TO BE DONE:
Reproduce the listing below from the line containing "For every instance of the white vest" down to the line containing "(1249, 132)", both lines included and the requests kept word for word. Multiply each x and y coordinate in the answers by 1.65, rounding to whole numbers with halves going up.
— start GIVEN INFORMATION —
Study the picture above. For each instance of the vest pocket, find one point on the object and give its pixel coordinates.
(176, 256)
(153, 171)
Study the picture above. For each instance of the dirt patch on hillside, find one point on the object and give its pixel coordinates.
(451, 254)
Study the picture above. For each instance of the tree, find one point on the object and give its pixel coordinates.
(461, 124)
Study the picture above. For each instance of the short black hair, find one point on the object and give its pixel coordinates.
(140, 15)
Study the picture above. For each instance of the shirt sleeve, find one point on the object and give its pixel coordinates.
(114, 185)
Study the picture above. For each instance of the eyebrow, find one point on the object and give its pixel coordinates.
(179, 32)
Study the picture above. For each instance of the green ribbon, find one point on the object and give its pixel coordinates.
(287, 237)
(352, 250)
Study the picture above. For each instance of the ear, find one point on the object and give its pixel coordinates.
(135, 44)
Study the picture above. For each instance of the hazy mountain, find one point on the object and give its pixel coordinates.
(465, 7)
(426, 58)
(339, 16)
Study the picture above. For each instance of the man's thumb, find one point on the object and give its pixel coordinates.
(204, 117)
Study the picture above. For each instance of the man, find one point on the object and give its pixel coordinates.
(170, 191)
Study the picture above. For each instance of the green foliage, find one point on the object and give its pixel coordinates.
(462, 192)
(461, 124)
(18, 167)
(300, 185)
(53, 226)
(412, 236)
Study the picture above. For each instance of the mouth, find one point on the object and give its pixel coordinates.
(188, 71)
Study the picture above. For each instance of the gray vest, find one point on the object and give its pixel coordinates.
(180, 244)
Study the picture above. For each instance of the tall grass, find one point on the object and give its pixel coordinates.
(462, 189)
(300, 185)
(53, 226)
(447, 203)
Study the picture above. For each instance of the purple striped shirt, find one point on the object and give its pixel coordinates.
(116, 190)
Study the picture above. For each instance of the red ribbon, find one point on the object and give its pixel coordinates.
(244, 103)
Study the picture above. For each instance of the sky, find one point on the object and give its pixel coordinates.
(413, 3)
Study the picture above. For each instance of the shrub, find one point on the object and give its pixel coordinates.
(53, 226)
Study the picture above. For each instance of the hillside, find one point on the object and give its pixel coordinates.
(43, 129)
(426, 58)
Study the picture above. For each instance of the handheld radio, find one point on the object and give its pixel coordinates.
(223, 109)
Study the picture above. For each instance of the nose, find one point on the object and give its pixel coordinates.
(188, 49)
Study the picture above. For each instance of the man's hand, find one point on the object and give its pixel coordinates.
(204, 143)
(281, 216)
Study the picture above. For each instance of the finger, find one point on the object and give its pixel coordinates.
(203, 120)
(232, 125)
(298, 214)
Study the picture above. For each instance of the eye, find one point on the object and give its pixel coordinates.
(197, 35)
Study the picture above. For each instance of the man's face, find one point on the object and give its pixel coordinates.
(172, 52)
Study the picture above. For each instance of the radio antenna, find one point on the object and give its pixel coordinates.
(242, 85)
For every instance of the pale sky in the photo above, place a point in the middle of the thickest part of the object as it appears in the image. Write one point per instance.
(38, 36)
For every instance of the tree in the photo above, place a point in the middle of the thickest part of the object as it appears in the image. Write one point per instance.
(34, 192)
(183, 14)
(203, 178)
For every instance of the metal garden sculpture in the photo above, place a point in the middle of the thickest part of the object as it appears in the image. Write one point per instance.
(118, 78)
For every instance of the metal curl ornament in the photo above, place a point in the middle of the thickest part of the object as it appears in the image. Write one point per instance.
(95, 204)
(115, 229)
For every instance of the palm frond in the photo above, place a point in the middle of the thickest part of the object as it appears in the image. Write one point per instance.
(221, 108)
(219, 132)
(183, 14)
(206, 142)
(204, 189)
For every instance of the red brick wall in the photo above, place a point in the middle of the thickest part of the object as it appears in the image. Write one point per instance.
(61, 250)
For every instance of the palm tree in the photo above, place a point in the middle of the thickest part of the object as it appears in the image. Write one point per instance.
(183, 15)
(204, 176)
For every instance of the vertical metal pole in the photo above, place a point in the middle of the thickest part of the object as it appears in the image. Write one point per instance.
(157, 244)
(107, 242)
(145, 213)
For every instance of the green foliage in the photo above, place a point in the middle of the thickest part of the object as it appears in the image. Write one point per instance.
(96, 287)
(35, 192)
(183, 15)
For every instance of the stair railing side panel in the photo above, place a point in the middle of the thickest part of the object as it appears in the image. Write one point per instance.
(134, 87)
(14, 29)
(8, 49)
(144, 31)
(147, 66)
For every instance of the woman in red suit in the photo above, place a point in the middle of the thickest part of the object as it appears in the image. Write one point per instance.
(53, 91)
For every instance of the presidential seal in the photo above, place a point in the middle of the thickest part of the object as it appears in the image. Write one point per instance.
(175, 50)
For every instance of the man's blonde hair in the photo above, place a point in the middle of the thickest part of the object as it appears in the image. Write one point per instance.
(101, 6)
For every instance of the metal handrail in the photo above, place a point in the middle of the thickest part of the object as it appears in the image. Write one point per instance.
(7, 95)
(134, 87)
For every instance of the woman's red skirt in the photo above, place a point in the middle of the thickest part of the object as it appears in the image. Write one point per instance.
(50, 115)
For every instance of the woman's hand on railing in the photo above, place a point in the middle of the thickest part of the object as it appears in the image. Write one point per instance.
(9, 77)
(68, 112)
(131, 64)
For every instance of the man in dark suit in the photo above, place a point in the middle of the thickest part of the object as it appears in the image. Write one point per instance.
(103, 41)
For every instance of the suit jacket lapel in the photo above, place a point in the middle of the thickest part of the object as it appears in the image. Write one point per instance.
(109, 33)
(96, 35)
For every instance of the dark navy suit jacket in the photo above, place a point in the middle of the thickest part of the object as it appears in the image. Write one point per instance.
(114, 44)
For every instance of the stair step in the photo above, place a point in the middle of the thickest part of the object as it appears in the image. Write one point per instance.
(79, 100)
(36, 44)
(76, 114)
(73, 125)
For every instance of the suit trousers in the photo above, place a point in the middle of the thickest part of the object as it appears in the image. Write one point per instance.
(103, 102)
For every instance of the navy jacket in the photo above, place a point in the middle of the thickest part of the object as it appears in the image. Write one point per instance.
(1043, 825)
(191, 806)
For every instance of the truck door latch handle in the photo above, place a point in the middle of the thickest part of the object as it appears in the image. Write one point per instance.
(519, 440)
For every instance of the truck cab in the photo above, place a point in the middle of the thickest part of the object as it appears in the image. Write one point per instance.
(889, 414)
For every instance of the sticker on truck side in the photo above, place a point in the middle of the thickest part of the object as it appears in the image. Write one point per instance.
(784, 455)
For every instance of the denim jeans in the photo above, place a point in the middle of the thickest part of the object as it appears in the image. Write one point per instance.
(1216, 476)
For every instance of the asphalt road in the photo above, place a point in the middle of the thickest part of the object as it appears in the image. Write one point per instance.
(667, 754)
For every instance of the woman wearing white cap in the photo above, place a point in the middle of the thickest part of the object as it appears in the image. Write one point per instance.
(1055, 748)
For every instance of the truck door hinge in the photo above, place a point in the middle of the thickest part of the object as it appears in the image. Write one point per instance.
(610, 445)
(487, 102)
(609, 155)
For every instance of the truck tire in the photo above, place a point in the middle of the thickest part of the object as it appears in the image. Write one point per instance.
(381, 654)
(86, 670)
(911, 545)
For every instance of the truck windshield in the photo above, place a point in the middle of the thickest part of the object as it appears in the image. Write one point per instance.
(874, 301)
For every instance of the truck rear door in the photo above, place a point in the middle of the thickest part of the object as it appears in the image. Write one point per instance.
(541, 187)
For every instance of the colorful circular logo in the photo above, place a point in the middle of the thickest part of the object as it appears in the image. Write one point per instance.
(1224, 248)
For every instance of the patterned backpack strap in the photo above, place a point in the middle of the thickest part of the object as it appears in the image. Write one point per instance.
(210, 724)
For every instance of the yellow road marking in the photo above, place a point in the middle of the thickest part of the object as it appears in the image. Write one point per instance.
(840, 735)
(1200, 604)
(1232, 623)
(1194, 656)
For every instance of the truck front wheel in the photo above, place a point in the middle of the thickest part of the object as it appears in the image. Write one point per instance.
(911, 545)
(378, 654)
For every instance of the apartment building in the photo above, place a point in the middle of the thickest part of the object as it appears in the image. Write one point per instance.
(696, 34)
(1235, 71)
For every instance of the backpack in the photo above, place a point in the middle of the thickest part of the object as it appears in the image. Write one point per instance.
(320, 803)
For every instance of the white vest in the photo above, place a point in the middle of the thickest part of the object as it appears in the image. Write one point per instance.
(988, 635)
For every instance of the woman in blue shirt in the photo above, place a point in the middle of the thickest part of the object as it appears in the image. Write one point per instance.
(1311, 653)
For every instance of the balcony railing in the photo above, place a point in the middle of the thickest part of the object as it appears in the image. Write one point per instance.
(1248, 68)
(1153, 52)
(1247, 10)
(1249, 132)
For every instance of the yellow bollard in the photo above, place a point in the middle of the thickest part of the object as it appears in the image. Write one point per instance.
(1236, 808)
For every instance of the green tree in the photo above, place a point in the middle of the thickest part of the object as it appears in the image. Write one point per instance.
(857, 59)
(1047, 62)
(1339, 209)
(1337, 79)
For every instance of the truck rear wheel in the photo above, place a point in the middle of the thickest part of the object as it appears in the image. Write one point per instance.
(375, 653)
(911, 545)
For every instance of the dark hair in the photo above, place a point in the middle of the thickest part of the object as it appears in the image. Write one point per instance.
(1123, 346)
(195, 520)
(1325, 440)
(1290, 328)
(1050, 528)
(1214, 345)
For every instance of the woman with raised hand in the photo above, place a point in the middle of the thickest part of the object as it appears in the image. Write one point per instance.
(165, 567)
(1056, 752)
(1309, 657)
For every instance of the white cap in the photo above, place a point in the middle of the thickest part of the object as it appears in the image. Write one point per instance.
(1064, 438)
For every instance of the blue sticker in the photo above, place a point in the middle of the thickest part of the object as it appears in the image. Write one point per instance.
— end GIVEN INFORMATION —
ANSWER BELOW:
For every instance of the white vest in the photo above, place a point in the middle of the thickest part of the object as it appears in the image. Write one point per instance.
(1630, 1048)
For every instance of the woman in blue shirt in the photo above, place a point in the middle of the thickest part of the object as it appears in the image. Write one point per instance.
(2163, 1077)
For every instance of the balcony railing in the photo above, place a point in the middle of the thickest part of the object as it appears in the image. Write one point per instance.
(2059, 112)
(1902, 86)
(2058, 17)
(2061, 218)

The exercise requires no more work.